Instruction -> Copy out word for word the lines below, from the line with "433L519 439L551 436L558" to the line with "positive clicks: (558, 424)", including both of those lines.

Collected data entries ->
::::::
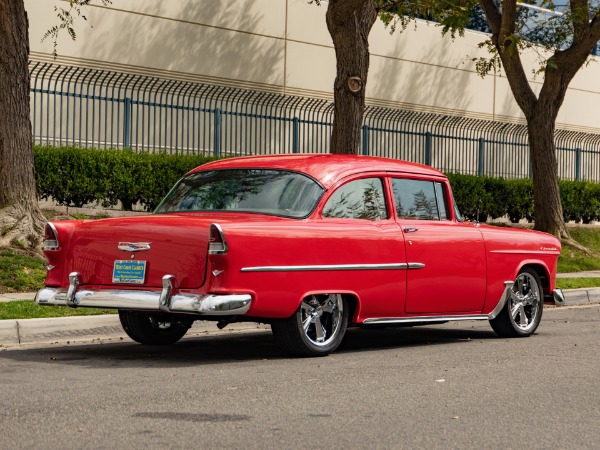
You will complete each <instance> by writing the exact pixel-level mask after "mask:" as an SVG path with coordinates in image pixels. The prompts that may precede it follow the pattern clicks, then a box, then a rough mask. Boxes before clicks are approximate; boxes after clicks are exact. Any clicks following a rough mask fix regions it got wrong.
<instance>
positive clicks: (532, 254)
mask: <svg viewBox="0 0 600 450" xmlns="http://www.w3.org/2000/svg"><path fill="white" fill-rule="evenodd" d="M490 253H505V254H509V255H559V254H560V250H558V249H556V250H490Z"/></svg>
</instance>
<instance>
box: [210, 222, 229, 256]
mask: <svg viewBox="0 0 600 450" xmlns="http://www.w3.org/2000/svg"><path fill="white" fill-rule="evenodd" d="M212 227H215V229H216V230H217V232H218V233H219V235H220V236H221V241H223V248H222V249H221V250H211V248H210V242H211V241H210V233H211V228H212ZM228 252H229V245H227V239H225V233H223V228H221V225H219V224H218V223H211V224H210V227H208V254H209V255H226V254H227V253H228Z"/></svg>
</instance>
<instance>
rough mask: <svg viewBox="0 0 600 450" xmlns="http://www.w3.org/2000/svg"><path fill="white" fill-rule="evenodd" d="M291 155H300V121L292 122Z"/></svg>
mask: <svg viewBox="0 0 600 450" xmlns="http://www.w3.org/2000/svg"><path fill="white" fill-rule="evenodd" d="M292 153H300V119H298V118H297V117H294V119H293V120H292Z"/></svg>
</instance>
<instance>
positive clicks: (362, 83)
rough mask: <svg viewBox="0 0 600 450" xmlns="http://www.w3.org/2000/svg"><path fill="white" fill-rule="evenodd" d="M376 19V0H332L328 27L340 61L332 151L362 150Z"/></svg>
mask: <svg viewBox="0 0 600 450" xmlns="http://www.w3.org/2000/svg"><path fill="white" fill-rule="evenodd" d="M376 19H377V5H376V3H375V1H373V0H330V1H329V6H328V8H327V28H328V29H329V34H330V35H331V39H332V40H333V45H334V47H335V55H336V61H337V74H336V78H335V83H334V88H333V98H334V116H333V130H332V132H331V153H346V154H356V153H358V149H359V144H360V133H361V126H362V119H363V114H364V110H365V88H366V86H367V74H368V71H369V33H370V32H371V28H372V27H373V24H374V23H375V20H376Z"/></svg>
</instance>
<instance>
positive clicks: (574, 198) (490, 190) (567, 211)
mask: <svg viewBox="0 0 600 450" xmlns="http://www.w3.org/2000/svg"><path fill="white" fill-rule="evenodd" d="M447 175H448V179H449V180H450V184H451V185H452V191H453V193H454V198H455V200H456V204H457V205H458V208H459V210H460V212H461V213H462V214H463V215H464V216H465V217H466V218H468V219H470V220H475V219H476V218H477V209H478V208H479V220H480V221H482V222H483V221H485V220H486V219H488V218H490V219H498V218H501V217H506V216H508V218H509V219H510V221H511V222H513V223H516V222H519V221H520V220H522V219H526V220H527V221H529V222H532V221H533V219H534V217H533V182H532V181H531V180H530V179H522V180H513V179H504V178H493V177H477V176H473V175H462V174H456V173H450V174H447ZM559 188H560V197H561V201H562V206H563V216H564V219H565V221H567V222H568V221H571V220H572V221H575V222H583V223H590V222H591V221H593V220H600V183H592V182H589V181H560V184H559Z"/></svg>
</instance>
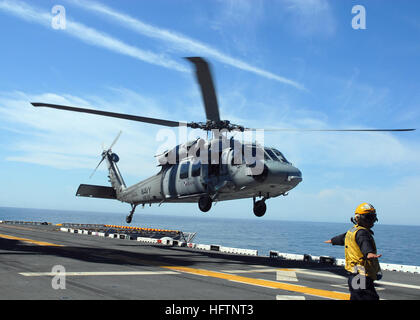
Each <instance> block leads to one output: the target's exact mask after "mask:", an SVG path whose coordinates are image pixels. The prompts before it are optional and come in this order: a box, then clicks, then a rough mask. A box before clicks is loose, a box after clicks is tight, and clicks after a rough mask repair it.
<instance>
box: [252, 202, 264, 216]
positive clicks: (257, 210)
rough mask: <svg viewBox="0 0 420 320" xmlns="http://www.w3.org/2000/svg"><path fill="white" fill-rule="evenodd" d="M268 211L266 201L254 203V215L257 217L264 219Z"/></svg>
mask: <svg viewBox="0 0 420 320" xmlns="http://www.w3.org/2000/svg"><path fill="white" fill-rule="evenodd" d="M266 210H267V205H266V204H265V201H264V200H259V201H257V202H255V203H254V214H255V215H256V216H257V217H262V216H263V215H265V211H266Z"/></svg>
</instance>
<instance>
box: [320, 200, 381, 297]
mask: <svg viewBox="0 0 420 320" xmlns="http://www.w3.org/2000/svg"><path fill="white" fill-rule="evenodd" d="M376 221H378V219H377V217H376V210H375V208H374V207H373V206H372V205H371V204H369V203H366V202H365V203H362V204H360V205H359V206H358V207H357V208H356V211H355V216H354V218H351V222H353V224H354V226H353V228H351V229H350V230H349V231H347V233H343V234H341V235H338V236H335V237H334V238H332V239H331V240H327V241H325V243H331V244H332V245H340V246H345V249H344V253H345V258H346V265H345V269H346V270H347V272H348V275H349V279H348V285H349V291H350V300H379V296H378V294H377V292H376V290H375V287H374V283H373V282H374V281H375V280H380V279H381V278H382V273H381V268H380V265H379V260H378V258H380V257H381V256H382V255H381V254H378V253H377V251H376V245H375V240H374V239H373V231H372V230H371V228H372V227H373V225H374V224H375V222H376Z"/></svg>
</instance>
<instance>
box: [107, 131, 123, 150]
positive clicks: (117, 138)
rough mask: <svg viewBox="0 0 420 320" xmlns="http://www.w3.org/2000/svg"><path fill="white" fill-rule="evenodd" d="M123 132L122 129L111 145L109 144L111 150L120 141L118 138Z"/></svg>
mask: <svg viewBox="0 0 420 320" xmlns="http://www.w3.org/2000/svg"><path fill="white" fill-rule="evenodd" d="M121 133H122V131H120V132H119V133H118V135H117V137H116V138H115V139H114V141H113V142H112V143H111V145H110V146H109V150H111V149H112V147H113V146H114V145H115V144H116V143H117V141H118V139H119V138H120V136H121Z"/></svg>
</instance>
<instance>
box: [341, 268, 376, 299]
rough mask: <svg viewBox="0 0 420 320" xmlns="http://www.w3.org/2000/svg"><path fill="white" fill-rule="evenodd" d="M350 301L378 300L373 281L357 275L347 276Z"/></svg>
mask: <svg viewBox="0 0 420 320" xmlns="http://www.w3.org/2000/svg"><path fill="white" fill-rule="evenodd" d="M348 285H349V290H350V300H379V296H378V294H377V293H376V290H375V286H374V285H373V280H372V279H371V278H369V277H365V276H362V275H360V274H357V273H352V274H350V275H349V279H348Z"/></svg>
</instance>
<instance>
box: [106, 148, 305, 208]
mask: <svg viewBox="0 0 420 320" xmlns="http://www.w3.org/2000/svg"><path fill="white" fill-rule="evenodd" d="M245 146H246V145H245ZM249 146H254V147H255V145H249ZM177 149H178V150H179V149H180V148H179V147H178V148H177ZM260 151H262V152H263V156H264V159H262V166H263V169H262V170H260V172H257V174H256V173H255V170H253V169H254V168H255V161H254V163H253V164H252V163H251V164H250V163H247V161H245V160H243V161H239V162H238V161H235V150H234V149H233V148H225V149H223V150H222V152H220V153H219V155H218V156H217V158H216V159H218V160H219V161H216V162H217V163H212V162H210V163H202V162H204V161H200V159H199V158H197V157H194V156H189V157H185V158H183V159H181V160H179V161H177V163H174V164H165V165H161V166H162V169H161V170H160V172H159V173H158V174H156V175H154V176H152V177H150V178H148V179H146V180H144V181H141V182H139V183H137V184H135V185H133V186H131V187H128V188H125V187H121V188H120V190H118V189H117V190H116V191H117V199H118V200H120V201H123V202H128V203H131V204H132V205H139V204H142V205H145V204H153V203H160V204H162V203H165V202H186V203H188V202H197V201H198V199H199V198H200V197H210V198H211V200H212V201H223V200H233V199H242V198H256V197H263V198H264V200H266V199H268V198H273V197H277V196H279V195H287V192H288V191H290V190H291V189H293V188H294V187H296V186H297V185H298V184H299V183H300V182H301V181H302V174H301V172H300V170H299V169H297V168H296V167H294V166H293V165H292V164H291V163H289V162H288V161H287V160H286V159H285V157H284V156H283V155H282V154H281V153H280V152H279V151H278V150H276V149H274V148H267V147H266V148H263V149H261V150H260ZM201 160H202V159H201ZM108 161H111V163H109V164H108V166H109V168H110V170H112V166H113V165H114V163H112V157H110V159H109V160H108ZM117 175H118V173H117ZM110 178H111V180H112V174H111V175H110ZM121 180H122V178H121ZM111 182H112V181H111ZM116 183H118V182H116ZM113 186H114V183H113Z"/></svg>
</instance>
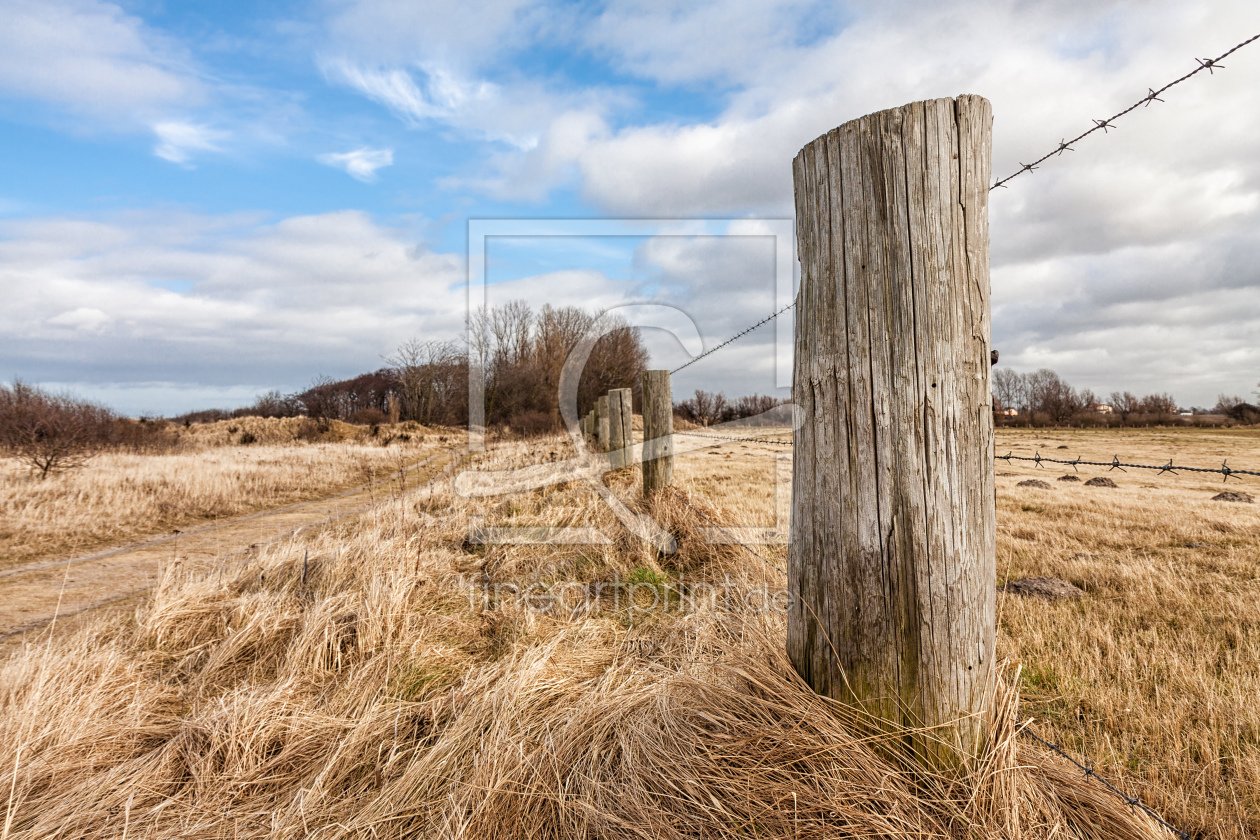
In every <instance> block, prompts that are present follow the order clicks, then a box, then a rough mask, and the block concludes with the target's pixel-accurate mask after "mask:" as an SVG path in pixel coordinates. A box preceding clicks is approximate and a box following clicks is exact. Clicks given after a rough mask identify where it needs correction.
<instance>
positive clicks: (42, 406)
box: [0, 382, 117, 479]
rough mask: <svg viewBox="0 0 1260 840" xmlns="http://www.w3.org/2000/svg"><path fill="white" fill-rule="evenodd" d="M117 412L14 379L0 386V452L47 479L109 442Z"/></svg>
mask: <svg viewBox="0 0 1260 840" xmlns="http://www.w3.org/2000/svg"><path fill="white" fill-rule="evenodd" d="M116 421H117V417H116V416H115V414H113V412H111V411H110V409H108V408H105V407H103V406H97V404H95V403H89V402H86V400H81V399H74V398H73V397H71V395H68V394H50V393H48V392H45V390H43V389H42V388H35V387H33V385H28V384H25V383H21V382H18V383H14V385H13V388H5V387H0V451H3V452H4V453H5V455H8V456H9V457H13V458H16V460H18V461H21V462H23V463H25V465H26V466H29V467H30V470H31V471H33V472H35V474H38V475H39V477H40V479H47V477H48V476H49V475H50V474H54V472H62V471H64V470H73V468H76V467H81V466H83V465H84V463H86V462H87V461H88V458H91V457H92V456H93V455H96V453H97V452H98V451H100V450H102V448H105V447H106V446H108V443H110V437H111V432H112V431H113V424H115V422H116Z"/></svg>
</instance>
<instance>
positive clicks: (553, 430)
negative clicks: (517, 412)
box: [510, 412, 559, 437]
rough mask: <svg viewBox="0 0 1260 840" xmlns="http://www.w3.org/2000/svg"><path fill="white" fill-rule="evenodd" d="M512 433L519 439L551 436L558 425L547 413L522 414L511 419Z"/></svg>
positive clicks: (558, 424)
mask: <svg viewBox="0 0 1260 840" xmlns="http://www.w3.org/2000/svg"><path fill="white" fill-rule="evenodd" d="M510 427H512V431H513V432H515V433H517V434H519V436H520V437H541V436H543V434H553V433H554V432H556V431H557V429H558V428H559V423H558V422H557V421H556V418H554V417H552V416H551V414H548V413H547V412H522V413H520V414H517V416H515V417H513V418H512V424H510Z"/></svg>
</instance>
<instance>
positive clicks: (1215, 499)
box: [1212, 490, 1252, 504]
mask: <svg viewBox="0 0 1260 840" xmlns="http://www.w3.org/2000/svg"><path fill="white" fill-rule="evenodd" d="M1212 501H1244V502H1249V504H1250V502H1251V501H1252V499H1251V495H1250V494H1246V492H1234V491H1232V490H1226V491H1225V492H1218V494H1216V495H1215V496H1212Z"/></svg>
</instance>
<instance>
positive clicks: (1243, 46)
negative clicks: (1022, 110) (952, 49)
::::::
Answer below ->
rough mask: <svg viewBox="0 0 1260 840" xmlns="http://www.w3.org/2000/svg"><path fill="white" fill-rule="evenodd" d="M512 433L519 439L551 436L558 425L547 413L522 414L511 419Z"/></svg>
positive clicks: (558, 424)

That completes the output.